══ SUPPLIED ENTRIES

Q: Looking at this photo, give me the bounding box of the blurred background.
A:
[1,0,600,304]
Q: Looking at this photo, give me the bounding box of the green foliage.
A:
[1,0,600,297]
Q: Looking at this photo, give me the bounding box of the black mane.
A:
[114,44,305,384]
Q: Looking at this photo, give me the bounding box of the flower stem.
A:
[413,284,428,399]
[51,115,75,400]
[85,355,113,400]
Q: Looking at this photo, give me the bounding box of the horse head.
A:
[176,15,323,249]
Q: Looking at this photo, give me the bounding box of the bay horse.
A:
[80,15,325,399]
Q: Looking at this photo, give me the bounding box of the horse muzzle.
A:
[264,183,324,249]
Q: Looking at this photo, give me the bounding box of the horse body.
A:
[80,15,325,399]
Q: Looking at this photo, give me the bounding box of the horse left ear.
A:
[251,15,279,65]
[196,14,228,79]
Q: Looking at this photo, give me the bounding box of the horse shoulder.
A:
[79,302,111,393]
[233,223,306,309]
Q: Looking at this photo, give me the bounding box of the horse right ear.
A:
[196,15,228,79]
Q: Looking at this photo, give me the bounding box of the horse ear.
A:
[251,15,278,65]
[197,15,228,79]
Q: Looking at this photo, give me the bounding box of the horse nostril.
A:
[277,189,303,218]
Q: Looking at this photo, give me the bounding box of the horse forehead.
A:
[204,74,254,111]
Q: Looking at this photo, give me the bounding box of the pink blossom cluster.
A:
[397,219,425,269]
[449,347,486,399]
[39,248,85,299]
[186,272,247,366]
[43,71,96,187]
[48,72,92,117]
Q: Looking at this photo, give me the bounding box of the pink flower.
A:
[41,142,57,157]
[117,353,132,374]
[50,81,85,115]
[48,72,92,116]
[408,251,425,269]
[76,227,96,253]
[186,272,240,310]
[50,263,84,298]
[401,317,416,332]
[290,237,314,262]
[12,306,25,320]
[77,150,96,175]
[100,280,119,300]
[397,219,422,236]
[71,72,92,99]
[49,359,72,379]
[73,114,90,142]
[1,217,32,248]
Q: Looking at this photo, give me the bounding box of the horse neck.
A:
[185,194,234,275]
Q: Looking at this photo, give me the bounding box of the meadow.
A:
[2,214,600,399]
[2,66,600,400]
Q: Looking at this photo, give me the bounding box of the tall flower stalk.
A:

════

* [WORK REQUIRED] The lines to copy run from the start of the records above through the line holding "the flower stem."; give them exactly, both ends included, and nothing else.

* [THE COMPLETED TASK]
Q: Looking at this photo, give me the bounding box of the blurred background.
A:
[1,0,600,304]
Q: Looking at this photo, give me the bounding box of the green foliage.
A:
[1,0,600,297]
Q: Looking at this photo, give me the bounding box of the black mane.
A:
[114,44,305,384]
Q: Looking at this photo, give me the bounding box of the flower stem.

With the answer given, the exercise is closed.